▸ MATERIAL SHOWN
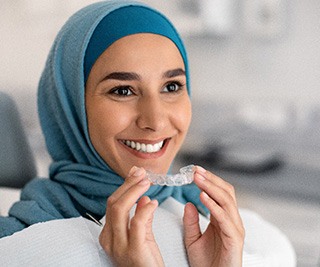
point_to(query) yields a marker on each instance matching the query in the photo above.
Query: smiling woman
(143, 104)
(114, 101)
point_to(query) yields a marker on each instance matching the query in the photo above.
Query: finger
(192, 230)
(118, 207)
(220, 195)
(141, 223)
(216, 180)
(230, 233)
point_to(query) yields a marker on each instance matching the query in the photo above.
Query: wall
(236, 67)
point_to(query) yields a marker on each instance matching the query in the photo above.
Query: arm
(222, 242)
(130, 242)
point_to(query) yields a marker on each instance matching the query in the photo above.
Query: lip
(143, 155)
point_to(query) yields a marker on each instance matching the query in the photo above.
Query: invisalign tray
(184, 177)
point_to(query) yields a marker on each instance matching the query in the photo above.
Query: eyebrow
(174, 73)
(131, 76)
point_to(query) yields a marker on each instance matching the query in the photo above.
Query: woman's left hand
(222, 242)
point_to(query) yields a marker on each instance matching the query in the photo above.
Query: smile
(142, 147)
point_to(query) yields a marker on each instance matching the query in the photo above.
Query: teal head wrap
(79, 180)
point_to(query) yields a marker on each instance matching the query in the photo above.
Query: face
(138, 108)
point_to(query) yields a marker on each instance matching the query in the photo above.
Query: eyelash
(177, 83)
(116, 89)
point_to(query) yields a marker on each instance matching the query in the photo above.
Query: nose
(153, 114)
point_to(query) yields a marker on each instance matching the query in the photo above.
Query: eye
(172, 87)
(122, 91)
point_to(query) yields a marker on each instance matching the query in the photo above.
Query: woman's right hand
(130, 241)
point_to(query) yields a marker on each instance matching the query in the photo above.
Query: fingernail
(137, 172)
(201, 169)
(201, 176)
(144, 182)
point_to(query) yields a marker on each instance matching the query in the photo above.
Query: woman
(113, 102)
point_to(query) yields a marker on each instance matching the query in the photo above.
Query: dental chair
(17, 164)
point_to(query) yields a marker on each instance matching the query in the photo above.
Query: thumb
(192, 230)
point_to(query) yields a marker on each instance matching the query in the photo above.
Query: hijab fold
(79, 180)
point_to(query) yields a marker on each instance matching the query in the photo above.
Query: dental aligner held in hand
(184, 177)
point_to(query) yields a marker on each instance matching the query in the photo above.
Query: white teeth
(146, 148)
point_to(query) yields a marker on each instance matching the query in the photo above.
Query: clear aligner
(184, 177)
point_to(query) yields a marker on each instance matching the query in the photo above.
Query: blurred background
(255, 77)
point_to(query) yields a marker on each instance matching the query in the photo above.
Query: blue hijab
(79, 180)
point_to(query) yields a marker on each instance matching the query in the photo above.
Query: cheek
(182, 116)
(108, 123)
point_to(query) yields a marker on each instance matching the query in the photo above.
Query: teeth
(146, 148)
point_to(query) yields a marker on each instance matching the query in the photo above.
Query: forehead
(133, 51)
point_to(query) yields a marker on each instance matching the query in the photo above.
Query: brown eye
(172, 87)
(122, 91)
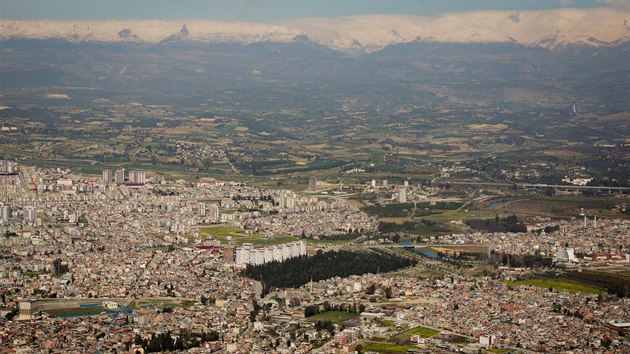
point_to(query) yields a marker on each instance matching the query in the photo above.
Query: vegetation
(403, 338)
(507, 224)
(76, 311)
(299, 271)
(614, 283)
(556, 285)
(164, 341)
(385, 347)
(390, 210)
(333, 316)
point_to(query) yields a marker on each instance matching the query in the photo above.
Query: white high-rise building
(201, 207)
(214, 212)
(137, 177)
(119, 176)
(30, 214)
(7, 212)
(108, 176)
(402, 195)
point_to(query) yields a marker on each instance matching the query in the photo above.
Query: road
(538, 185)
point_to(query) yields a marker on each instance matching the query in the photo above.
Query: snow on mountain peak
(364, 33)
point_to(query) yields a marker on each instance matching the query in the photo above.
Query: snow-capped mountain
(365, 33)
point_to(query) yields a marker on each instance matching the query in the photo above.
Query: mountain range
(356, 34)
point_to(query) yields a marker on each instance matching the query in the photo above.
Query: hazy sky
(262, 10)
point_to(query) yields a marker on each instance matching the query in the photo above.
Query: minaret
(585, 221)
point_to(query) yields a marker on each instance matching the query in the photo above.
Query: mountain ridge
(549, 29)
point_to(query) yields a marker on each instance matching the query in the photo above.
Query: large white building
(566, 255)
(247, 254)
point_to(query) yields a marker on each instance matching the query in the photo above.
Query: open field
(562, 206)
(77, 311)
(556, 285)
(229, 233)
(333, 316)
(422, 331)
(385, 347)
(158, 302)
(460, 248)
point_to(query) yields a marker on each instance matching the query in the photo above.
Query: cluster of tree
(390, 210)
(325, 325)
(60, 268)
(614, 284)
(313, 310)
(520, 261)
(559, 309)
(342, 263)
(408, 226)
(349, 236)
(166, 342)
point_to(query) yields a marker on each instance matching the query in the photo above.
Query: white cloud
(618, 4)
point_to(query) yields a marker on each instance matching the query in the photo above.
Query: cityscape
(444, 177)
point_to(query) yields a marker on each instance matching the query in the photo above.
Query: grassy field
(229, 233)
(558, 205)
(556, 285)
(385, 347)
(333, 316)
(77, 311)
(403, 337)
(155, 302)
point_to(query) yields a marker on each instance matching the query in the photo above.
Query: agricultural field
(565, 206)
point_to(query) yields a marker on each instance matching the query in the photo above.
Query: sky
(265, 10)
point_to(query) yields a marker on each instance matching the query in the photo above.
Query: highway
(538, 185)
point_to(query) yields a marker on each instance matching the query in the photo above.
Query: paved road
(538, 185)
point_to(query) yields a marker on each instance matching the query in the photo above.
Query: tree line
(166, 342)
(298, 271)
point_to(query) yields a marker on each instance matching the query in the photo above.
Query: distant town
(131, 262)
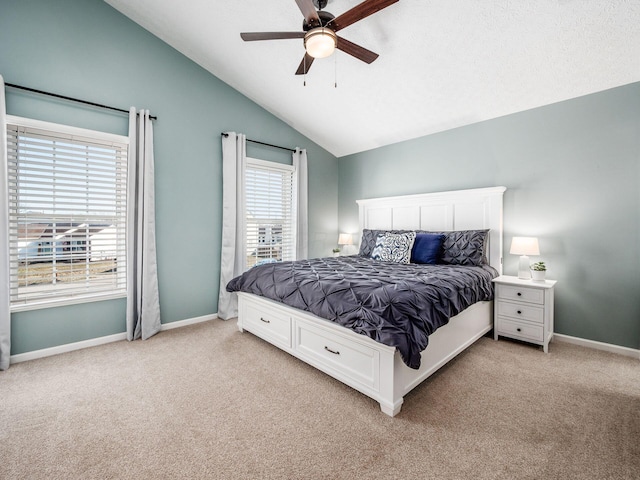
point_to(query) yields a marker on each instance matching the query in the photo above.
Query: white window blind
(270, 214)
(67, 213)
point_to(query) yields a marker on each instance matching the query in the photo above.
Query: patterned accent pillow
(369, 237)
(394, 247)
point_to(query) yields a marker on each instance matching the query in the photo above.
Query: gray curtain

▸ YOUR GOAL
What is needed is an exact copy of the entries above, with no images in it.

▸ SOLUTION TO THIS PROBLEM
point_to(query) yields a marker on each instance matching the query in the photo above.
Query: smiling woman
(143, 104)
(114, 101)
point_to(query) yields a marker on each instance matching the query in the photo above.
Query: finger
(192, 230)
(118, 207)
(220, 195)
(141, 223)
(216, 180)
(230, 233)
point_to(query) yields a marker on each instance matching the query in the photo above.
Query: wall
(236, 67)
point_to(query) yields a marker on each instance matching the query in the photo above.
Query: arm
(222, 242)
(130, 242)
point_to(query) yields a marker on each instance matching the query in the photo above.
Query: lip
(143, 155)
point_to(query) yields a marker on each instance matching the query in the photo above.
Query: invisalign tray
(184, 177)
point_to(query) yields a marker on each instance matching the query in the photo above.
Query: eyebrow
(174, 73)
(131, 76)
point_to(query) yields a marker on each instance matching the query in the photo above.
Query: woman's left hand
(222, 242)
point_to(query) yields a marker on each instance matching the query in the photo above.
Query: smile
(142, 147)
point_to(query) yields a marker on each instance matching the query in the photo above.
Query: teal head wrap
(79, 180)
point_to(query) yields a marker on each instance matching the query in the photo above.
Query: face
(138, 108)
point_to(query) yields a marker on each instance matching the query in the photo above.
Query: eyelash
(177, 83)
(116, 89)
point_to(query) yields a marker on each instance matching the query in the photo above.
Query: nose
(153, 114)
point_to(query) yields a marker on each instance matching the query in the photo above.
Query: eye
(172, 87)
(122, 91)
point_to(query) yields a marker on each instance matching the query in the photo above.
Query: woman's right hand
(130, 241)
point_to(query) yields a marker on each instance matching the query in the photo above.
Query: fingernail
(137, 172)
(201, 169)
(201, 176)
(144, 182)
point_to(query) yields a marker on each instance matching the query in the photo above.
Query: woman
(113, 102)
point_to(query) yields a marker on each instance matching the query in the photo above.
Query: dental chair
(17, 164)
point_to(query) yields a marker on each instance matching the query in the photo above.
Query: thumb
(192, 230)
point_to(query) yields a marker on each instance matching the query in the photo above.
Query: hijab fold
(79, 180)
point_to(query) yields a marker on each instance matching the query in the photo above.
Query: dental aligner held in hand
(184, 177)
point_to(query) yields a marker on each instance matching the query in the photo above.
Query: white teeth
(146, 148)
point_to(query) yields a marker on each instance matching the query in the photo above.
Query: clear aligner
(184, 177)
point_to(query) yields a marker on each instance matching the query in the photo above.
Query: blurred background
(255, 77)
point_to(query) yields a marker on each instance matching the query in the photo above.
Query: blue hijab
(79, 180)
point_to(query) yields a marker on each instance matching the query in the photo above.
Query: cheek
(182, 116)
(108, 123)
point_to(query) yields a marker on each instance matching the query in the photo above.
Query: teeth
(146, 148)
point_to(query) yields a marker on each instance matching the query in the photo above.
Query: forehead
(133, 51)
point_to(query) yields a marker on each instance matching the query in the photo above.
Query: brown eye
(172, 87)
(122, 91)
point_to(query) yields a marker on each instance matching the query in the photo above.
Query: vegetation
(403, 338)
(507, 224)
(76, 311)
(299, 271)
(614, 283)
(556, 285)
(164, 341)
(385, 347)
(390, 210)
(333, 316)
point_to(query) yields a marker on each instance matching the query in the photo above.
Query: white high-rise building
(201, 207)
(214, 212)
(137, 177)
(119, 176)
(30, 214)
(7, 212)
(108, 176)
(402, 195)
point_to(query) yields a marker on each instance matching the query in the photo above.
Query: road
(538, 185)
point_to(query) yields a marker on each instance matching the query in the photo above.
Query: snow on mountain peak
(364, 33)
point_to(query) yields a marker on each instance matching the query in the photo above.
Query: snow-capped mountain
(365, 33)
point_to(query) yields a marker on each instance matching the query in the photo above.
Query: mountain range
(356, 34)
point_to(query) yields a marker on each instance matching the query in the photo above.
Query: hazy sky
(262, 10)
point_to(query) yields a marker on each instance matching the query in the photo above.
Query: minaret
(585, 221)
point_to(query) yields a marker on each instance matching the query in the photo above.
Query: mountain ridge
(549, 29)
point_to(query) yields a marker on each instance matching the query in the photo above.
Query: large white building
(566, 255)
(247, 254)
point_to(query) yields a marker on each instance matching the query in the photo above.
Query: open field
(562, 206)
(77, 311)
(556, 285)
(229, 233)
(333, 316)
(422, 331)
(385, 347)
(158, 302)
(460, 248)
point_to(query) yields a marker on each instance matching the query in the photo above.
Query: cluster of tree
(390, 210)
(325, 325)
(60, 268)
(614, 284)
(313, 310)
(520, 261)
(559, 309)
(342, 263)
(408, 226)
(349, 236)
(166, 342)
point_to(query) yields a marker on each instance matching the query in the photo above.
Query: white cloud
(618, 4)
point_to(query) yields a marker on each instance matching the query in the photo above.
Query: cityscape
(444, 177)
point_to(query) yields a marker on each instance matching the query in the photo above.
Query: grassy field
(229, 233)
(558, 205)
(556, 285)
(385, 347)
(333, 316)
(77, 311)
(403, 337)
(155, 302)
point_to(query) yields a marker on each instance matching the query in the photo above.
Query: agricultural field
(565, 206)
point_to(query) yields a marker on each instance matching the query in the photo above.
Query: sky
(265, 10)
point_to(query) yields a marker on each instance matching the query in the photo above.
Query: highway
(538, 185)
point_to(query) yields a marker on each instance matching the query in the photo above.
Query: paved road
(538, 185)
point_to(query) yields a marker on each instance matching the query in the photo above.
Query: tree line
(166, 342)
(298, 271)
point_to(query) yields a marker on each instance matching the query in the photo above.
Query: distant town
(131, 262)
point_to(query) yields a marker on each instance matching the query in the photo above.
Query: white window blind
(270, 214)
(67, 213)
point_to(query) yields a marker on each instance matching the query in the photo above.
Query: patterned accent pillow
(369, 237)
(394, 247)
point_to(query) yields a marker on each instance matching the query in the photo above.
Query: gray curtain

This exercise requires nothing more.